Boeing’s new MCAS software fix will compare the inputs from both AOA sensors. Specifically, the AoA signals coming from the sensor to the ADIRU (Air Data Inertia Reference Unit) on each side of the aircraft will be compared before sending it on to the Flight Control Computer (FCC) to trigger the MCAS function.
• If the AoAs disagree by more than 5.5° when the flaps are retracted, MCAS will be disabled for the flight.
• if the AoAs disagree by more than 10° for over 10 seconds, MCAS will also be disabled for the flight.
• if MCAS is activated, it will only provide one nose down stabilizer command for each elevated AOA event.

This MCAS fix will not stop the stick shaker from being activated on the side where an AoA signal exceeds the threshold for a stall. Therefore, if one of the AoA signals exceeds the threshold for a stall during takeoff, the stick shaker’s vibration and annoying sound will remain active until the aircraft has landed, making it more difficult for the pilot to control the aircraft. The MCAS fix will also not prevent the display of different air speeds and altitudes on the displays of the pilot and F/O as a result of the correction of these values by the AoA signals. This may also cause pilot confusion in control of the aircraft. Finally, if the MCAS function is triggered as a result of one of the above conditions, then MCAS is disabled, leaving control of the aircraft’s pitch attitude unprotected. This can increase the possibility of a stall that MCAS was intended to prevent.

********

[Set problem 1] In the passage on Boeing's MCAS software fix, what happens if the two AoA signals differ by more than 5.5° while the flaps are retracted?
[Set problem 2] Turn the paragraph beginning "This MCAS fix will not stop the stick shaker" in the passage on Boeing's MCAS fix into a short bulleted list that keeps its main points.
[Set problem 3] Write the next part of the passage on Boeing's MCAS fix, picking up after its final sentence.

[Raw data]

********

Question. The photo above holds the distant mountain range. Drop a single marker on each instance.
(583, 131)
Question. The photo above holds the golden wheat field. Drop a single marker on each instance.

********

[Answer 1] MCAS is disabled for the flight.

[Answer 2]
- The fix will not stop the stick shaker on the side where an AoA signal exceeds the stall threshold. If this happens during takeoff, the shaker's vibration and sound stay on until landing, which makes the aircraft harder to control.
- The fix will not stop the pilot's and F/O's displays from showing different air speeds and altitudes, because the AoA signals correct these values. This may confuse the pilots.
- If one of the listed conditions triggers MCAS, MCAS is disabled and pitch attitude is left unprotected. This can raise the chance of the stall MCAS was meant to prevent.

[Answer 3]
It seems to me that a better fix would be the following. If the stick shaker activates on either side, then the pilot or F/O should immediately de-activate the ADIRU on the side that the stick shaker is active, causing the ADIRU on the non-activated side to be used for both displays, the Flight Control Computer (FCC), and for the MCAS function. The MCAS function should then operate according to the new software fix. This change will assure that the stick shaker is turned off, that the pilot and F/O both receive the same known good display information, and that the MCAS function remains active until it issues its first nose down command. This switching of ADIRU functions should be possible because the ADIRU’s send their data to the displays and to the Flight Control Computer (FCC) to trigger the MCAS function. It may even be possible to automate the switching of the ADIRU’s on the condition that one of the AoA signals exceeds some value indicative of an impending stall. Finally, if both AoA signals exceed some value indicative of an impending stall, then both ADIRU’s and MCAS will be switched off, allowing the pilot to take manual control of the aircraft.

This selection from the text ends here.